## Stated exercise
Reproduce each of the records below line by line, without changing a single character.

## Given data
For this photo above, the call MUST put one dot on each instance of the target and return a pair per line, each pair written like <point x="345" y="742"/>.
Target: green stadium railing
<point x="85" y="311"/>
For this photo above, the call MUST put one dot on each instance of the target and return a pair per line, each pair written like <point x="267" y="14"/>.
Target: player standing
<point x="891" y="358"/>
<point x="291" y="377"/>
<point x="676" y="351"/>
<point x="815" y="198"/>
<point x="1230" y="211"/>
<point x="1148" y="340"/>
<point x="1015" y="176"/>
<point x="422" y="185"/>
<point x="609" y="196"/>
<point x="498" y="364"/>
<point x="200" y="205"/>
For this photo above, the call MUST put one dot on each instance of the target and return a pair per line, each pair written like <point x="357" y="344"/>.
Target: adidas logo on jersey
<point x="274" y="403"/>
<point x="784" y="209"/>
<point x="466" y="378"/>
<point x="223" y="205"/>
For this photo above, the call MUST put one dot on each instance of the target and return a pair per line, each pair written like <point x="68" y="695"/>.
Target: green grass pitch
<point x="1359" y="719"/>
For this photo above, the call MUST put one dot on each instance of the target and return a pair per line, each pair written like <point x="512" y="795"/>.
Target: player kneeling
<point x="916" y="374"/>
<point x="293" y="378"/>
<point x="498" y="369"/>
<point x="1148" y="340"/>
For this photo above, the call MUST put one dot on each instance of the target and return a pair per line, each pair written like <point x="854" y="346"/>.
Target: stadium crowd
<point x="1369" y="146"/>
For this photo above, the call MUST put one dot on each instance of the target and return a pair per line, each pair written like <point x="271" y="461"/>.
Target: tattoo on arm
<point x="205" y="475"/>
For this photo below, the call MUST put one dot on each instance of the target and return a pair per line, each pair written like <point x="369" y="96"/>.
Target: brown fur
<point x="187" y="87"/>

## Problem solution
For this photo above, the call MUST put one dot on each instance of the target and return a pair per line, each pair written like <point x="345" y="742"/>.
Target: green stadium railing
<point x="85" y="311"/>
For this photo above, the call MUST put one dot on each instance of the target and return a pair per line, each pair written like <point x="267" y="14"/>.
Target: player standing
<point x="891" y="358"/>
<point x="291" y="377"/>
<point x="676" y="351"/>
<point x="815" y="198"/>
<point x="1230" y="211"/>
<point x="1148" y="340"/>
<point x="1015" y="176"/>
<point x="422" y="185"/>
<point x="609" y="196"/>
<point x="498" y="364"/>
<point x="200" y="205"/>
For this photo above, the call MUST put one dot on each instance of the target and return a pair per line, each pair written like <point x="357" y="344"/>.
Target: adidas logo on jersey
<point x="274" y="403"/>
<point x="784" y="209"/>
<point x="466" y="378"/>
<point x="223" y="205"/>
For this photo above, the call MUST put one dot on each instance of the target and return a pair per line, each pair written like <point x="68" y="695"/>.
Target: green grass pitch
<point x="1359" y="719"/>
For this photo above, the call MUST put one dot on each instance of the target and return a pair per line, each pair written like <point x="512" y="795"/>.
Target: player kneeling
<point x="916" y="374"/>
<point x="293" y="378"/>
<point x="498" y="369"/>
<point x="1148" y="340"/>
For this photo above, the call MUST put one dot on each instance of the target and return a pair per line, each pair written like <point x="854" y="346"/>.
Target: stadium crowd
<point x="1369" y="146"/>
For this photo above, the call MUST put one dot on each instance of the target and return a pair per line, each pair written like <point x="271" y="461"/>.
Target: tattoo on arm
<point x="205" y="475"/>
For this photo below, the call MUST put one dot on each instance of the target and return a pair per line, each pair written like <point x="369" y="96"/>.
Target: brown fur
<point x="187" y="87"/>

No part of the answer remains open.